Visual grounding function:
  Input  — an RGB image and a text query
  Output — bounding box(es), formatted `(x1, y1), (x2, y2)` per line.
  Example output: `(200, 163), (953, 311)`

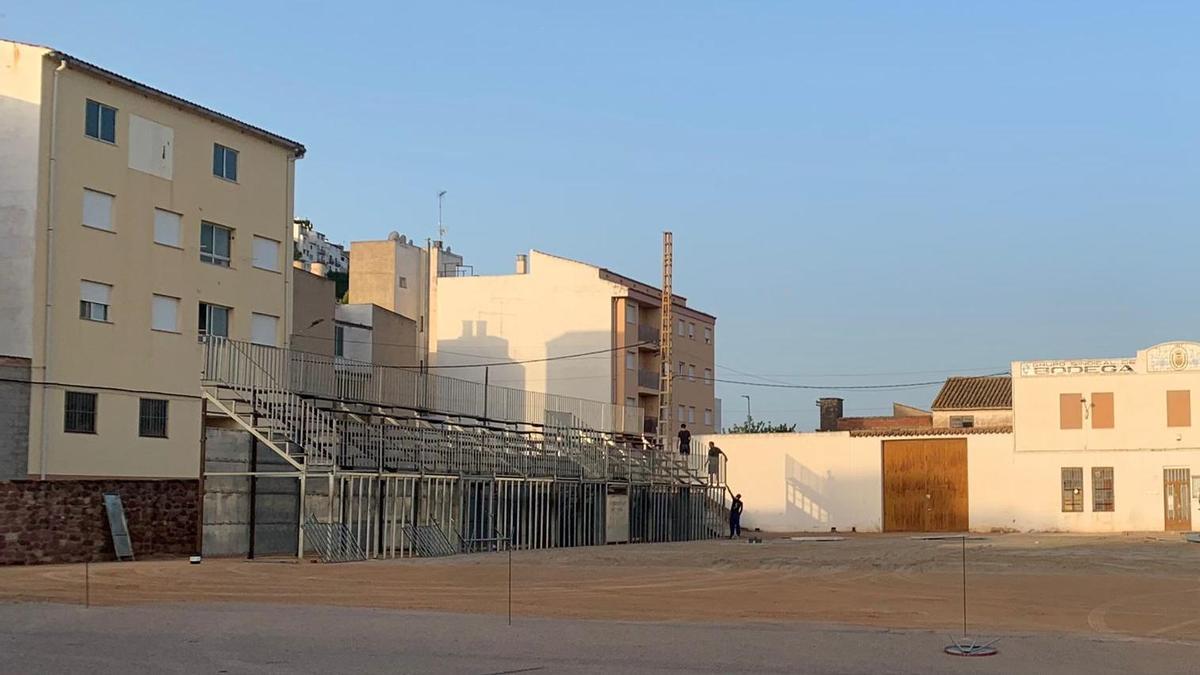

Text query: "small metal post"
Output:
(509, 540), (512, 626)
(962, 534), (967, 638)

● Goal
Locate each line in the rows above that contains the word "query", and copy those lines in full.

● Exercise result
  Input  — an RGB image and a text query
Text query: "small metal post"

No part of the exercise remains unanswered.